● **Текст**:

==*==

Постепенно в обыденном сознании явления, связанные с данной темой, слились в нечто монолитное. Однако при ближайшем рассмотрении устоявшееся клише «Ленин и немецкие деньги» распадается на целый ряд отдельных, не всегда напрямую связанных между собой сюжетов. В рамках данной статьи мы попытаемся рассмотреть те из них, которые могут помочь разобраться в этой сложной и противоречивой тематике.
Доктор Парвус
Имя Израиля Гельфанда, более известного как Александр Парвус, возникает в данной связи одним из первых. Видный деятель российской и немецкой социал-демократии, один из главных действующих лиц революции 1905 года, Парвус представлял собой достаточно типичный персонаж авантюриста рубежа веков, сочетавшего революционный пыл с коммерческой жилкой. Будучи литературным агентом Максима Горького в Германии, он организовывал постановки его знаменитой пьесы «На дне», которая стала, как бы сейчас сказали, самой кассовой: доход от показов составил 100 000 марок — огромные по тем временам деньги. Часть из них должна была отойти автору, другая часть — поступить в партийную кассу РСДРП. Когда же пришла пора расчёта, Парвус простодушно признался, что потратил все деньги на путешествие в Италию.
Очевидно, таких случаев было немало, поскольку в конечном итоге Парвус стал персоной нон грата и для русских, и для немецких социал-демократов. Характеризуя натуру Парвуса, Клара Цеткин называла его «сутенёром революции», а Ленин и Троцкий, по молодости активно общавшиеся с ним, демонстративно отстранились от бывшего соратника. Действительно, на некоторое время предпринимательская составляющая взяла в натуре Парвуса верх. В 1908 году он переехал в Константинополь, где сделал состояние на оптовой торговле русским зерном (превалирующая часть зернового экспорта шла из России южным путём).

==*==

● **Исходные записи**:
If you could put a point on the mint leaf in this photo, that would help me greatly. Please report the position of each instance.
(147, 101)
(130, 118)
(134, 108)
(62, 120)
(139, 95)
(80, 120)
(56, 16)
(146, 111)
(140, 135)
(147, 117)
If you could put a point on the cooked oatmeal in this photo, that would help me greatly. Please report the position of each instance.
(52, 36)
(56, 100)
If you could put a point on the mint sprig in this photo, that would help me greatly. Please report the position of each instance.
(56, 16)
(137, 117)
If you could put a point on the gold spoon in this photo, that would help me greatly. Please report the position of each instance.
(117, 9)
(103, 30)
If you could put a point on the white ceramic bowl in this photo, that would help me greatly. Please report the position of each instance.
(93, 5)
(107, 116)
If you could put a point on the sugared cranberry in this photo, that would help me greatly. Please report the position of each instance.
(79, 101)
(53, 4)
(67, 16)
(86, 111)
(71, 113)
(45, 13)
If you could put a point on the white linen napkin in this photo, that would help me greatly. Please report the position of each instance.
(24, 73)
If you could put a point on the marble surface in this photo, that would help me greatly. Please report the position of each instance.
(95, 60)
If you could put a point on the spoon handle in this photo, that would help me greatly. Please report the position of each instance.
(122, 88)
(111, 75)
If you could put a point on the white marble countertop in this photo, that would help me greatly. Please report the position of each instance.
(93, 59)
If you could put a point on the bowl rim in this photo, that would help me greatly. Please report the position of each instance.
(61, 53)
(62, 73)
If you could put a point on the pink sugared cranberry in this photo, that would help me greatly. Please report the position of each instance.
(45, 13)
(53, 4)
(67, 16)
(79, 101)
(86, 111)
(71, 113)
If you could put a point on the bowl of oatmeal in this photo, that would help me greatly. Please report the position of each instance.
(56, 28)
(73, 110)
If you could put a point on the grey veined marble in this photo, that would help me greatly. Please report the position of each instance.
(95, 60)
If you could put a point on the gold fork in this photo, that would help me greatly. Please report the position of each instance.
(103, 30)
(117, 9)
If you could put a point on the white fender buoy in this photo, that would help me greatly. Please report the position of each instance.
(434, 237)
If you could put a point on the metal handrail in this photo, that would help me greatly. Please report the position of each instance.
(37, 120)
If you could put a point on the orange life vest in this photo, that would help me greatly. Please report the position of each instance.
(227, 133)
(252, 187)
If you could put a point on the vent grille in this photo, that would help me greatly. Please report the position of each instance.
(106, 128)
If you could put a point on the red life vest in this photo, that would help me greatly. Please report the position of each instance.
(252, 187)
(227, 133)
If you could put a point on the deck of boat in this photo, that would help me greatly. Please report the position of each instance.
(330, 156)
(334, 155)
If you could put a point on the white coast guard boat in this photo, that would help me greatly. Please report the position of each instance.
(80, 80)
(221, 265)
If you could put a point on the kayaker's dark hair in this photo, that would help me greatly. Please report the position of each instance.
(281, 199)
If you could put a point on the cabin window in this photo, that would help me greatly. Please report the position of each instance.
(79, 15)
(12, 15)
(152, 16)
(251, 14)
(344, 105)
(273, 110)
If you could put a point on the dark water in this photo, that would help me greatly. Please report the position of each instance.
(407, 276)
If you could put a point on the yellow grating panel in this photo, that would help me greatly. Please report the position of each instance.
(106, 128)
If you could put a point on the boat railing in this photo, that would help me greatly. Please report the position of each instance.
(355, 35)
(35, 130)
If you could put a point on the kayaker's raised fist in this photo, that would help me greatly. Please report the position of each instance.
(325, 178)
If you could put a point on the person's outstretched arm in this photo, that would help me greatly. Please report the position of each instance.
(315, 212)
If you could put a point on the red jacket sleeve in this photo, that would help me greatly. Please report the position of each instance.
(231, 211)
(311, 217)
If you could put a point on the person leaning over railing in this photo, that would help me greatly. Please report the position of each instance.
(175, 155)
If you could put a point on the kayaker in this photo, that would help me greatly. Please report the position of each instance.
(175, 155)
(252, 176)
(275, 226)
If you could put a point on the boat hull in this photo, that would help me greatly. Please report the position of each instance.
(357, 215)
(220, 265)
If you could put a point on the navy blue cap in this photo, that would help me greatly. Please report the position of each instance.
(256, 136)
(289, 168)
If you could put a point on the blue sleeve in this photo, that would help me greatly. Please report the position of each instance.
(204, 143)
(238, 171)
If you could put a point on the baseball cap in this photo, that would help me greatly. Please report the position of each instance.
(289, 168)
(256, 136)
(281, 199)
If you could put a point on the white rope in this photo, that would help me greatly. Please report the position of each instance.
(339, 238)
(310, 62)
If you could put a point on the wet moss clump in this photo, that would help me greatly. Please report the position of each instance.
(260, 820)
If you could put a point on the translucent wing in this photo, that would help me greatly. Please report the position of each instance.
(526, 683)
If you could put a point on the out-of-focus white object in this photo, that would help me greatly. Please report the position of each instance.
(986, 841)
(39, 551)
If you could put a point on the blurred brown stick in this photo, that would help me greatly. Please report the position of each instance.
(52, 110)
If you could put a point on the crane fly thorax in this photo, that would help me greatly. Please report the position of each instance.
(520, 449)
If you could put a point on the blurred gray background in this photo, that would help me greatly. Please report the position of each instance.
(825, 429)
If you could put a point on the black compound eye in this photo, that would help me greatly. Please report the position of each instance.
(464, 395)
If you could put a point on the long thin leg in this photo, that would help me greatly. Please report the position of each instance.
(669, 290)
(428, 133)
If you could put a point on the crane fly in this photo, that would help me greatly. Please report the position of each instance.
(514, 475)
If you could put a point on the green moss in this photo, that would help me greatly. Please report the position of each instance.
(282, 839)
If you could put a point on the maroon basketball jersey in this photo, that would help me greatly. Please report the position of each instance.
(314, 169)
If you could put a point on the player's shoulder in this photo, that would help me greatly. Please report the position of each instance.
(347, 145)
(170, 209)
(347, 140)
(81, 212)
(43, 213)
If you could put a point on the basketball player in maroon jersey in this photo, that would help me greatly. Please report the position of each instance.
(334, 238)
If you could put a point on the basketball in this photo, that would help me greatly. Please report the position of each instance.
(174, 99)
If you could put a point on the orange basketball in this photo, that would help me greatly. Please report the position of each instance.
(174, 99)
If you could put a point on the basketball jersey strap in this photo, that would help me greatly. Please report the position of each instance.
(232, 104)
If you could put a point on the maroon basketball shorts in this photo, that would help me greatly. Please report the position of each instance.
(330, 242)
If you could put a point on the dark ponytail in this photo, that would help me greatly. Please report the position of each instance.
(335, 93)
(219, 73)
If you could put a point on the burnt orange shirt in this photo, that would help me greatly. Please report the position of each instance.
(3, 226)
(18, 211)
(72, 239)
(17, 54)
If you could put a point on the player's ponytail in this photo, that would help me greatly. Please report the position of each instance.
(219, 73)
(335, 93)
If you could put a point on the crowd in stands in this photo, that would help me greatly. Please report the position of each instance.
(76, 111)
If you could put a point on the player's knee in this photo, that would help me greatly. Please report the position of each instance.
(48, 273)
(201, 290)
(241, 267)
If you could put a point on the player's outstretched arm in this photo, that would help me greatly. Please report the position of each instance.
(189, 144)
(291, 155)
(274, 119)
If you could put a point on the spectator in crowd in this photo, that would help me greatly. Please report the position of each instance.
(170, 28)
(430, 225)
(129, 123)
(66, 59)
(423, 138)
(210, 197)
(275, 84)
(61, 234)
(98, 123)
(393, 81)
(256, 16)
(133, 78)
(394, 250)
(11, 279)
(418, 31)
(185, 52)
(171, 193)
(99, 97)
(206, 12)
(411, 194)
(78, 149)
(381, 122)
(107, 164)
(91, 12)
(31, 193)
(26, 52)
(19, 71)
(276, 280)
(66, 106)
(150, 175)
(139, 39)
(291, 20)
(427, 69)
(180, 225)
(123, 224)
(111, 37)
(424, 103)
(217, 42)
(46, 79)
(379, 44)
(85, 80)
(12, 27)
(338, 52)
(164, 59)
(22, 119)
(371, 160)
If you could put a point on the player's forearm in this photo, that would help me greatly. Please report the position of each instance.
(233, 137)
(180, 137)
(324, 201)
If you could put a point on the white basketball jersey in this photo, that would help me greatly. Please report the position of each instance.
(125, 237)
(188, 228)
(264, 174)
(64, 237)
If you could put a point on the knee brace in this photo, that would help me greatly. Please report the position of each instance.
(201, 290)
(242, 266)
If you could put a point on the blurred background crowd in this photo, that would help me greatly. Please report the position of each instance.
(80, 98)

==*==

● **Что сделать**:
[a] Перечислите все названия стран и городов из текста о Парвусе в именительном падеже.
[b] Продолжите текст о Парвусе, начав сразу после его последнего предложения.

● **Ответы по порядку**:
[a] Германия, Италия, Константинополь, Россия.

[b]
Скорее всего, именно в турецкой столице Парвус в это время установил контакт с германскими правительственными кругами. Как указывает британский историк Збинек Земан, немцы обратили внимание на Парвуса в самом конце 1914 года, после неудачной попытки с ходу вывести Францию из войны и начала затяжных боёв на Восточном фронте. Как следовало из внутриведомственной переписки, Парвус изначально намеревался объединить русских эмигрантов-социалистов в единый фронт в нейтральной Швейцарии. То, что «оборонцев» (меньшевиков) и «пораженцев» (большевиков) невозможно было свести вместе даже в рамках РСДРП, Парвуса не волновало: ключевой формулой здесь была фраза «значительные суммы денег».
Постепенно Парвус вошёл во вкус и в марте 1915 года адресовал германскому правительству целый меморандум, в котором рассматривал возможность ни много, ни мало организации революции в России. Главный упор в меморандуме делался на партию большевиков. Была даже назначена дата — между 9 и 22 января 1916 года. Для этого Парвус требовал сначала 2, затем 5, а затем и вовсе 20 млн рублей. МИД Германии загорелся этой идеей, однако Минфин крайне скептически отнесся к финансированию всей этой затеи. После длительного согласования накануне нового 1916 года Парвус, как следует из его расписки, получил на руки 1 млн рублей.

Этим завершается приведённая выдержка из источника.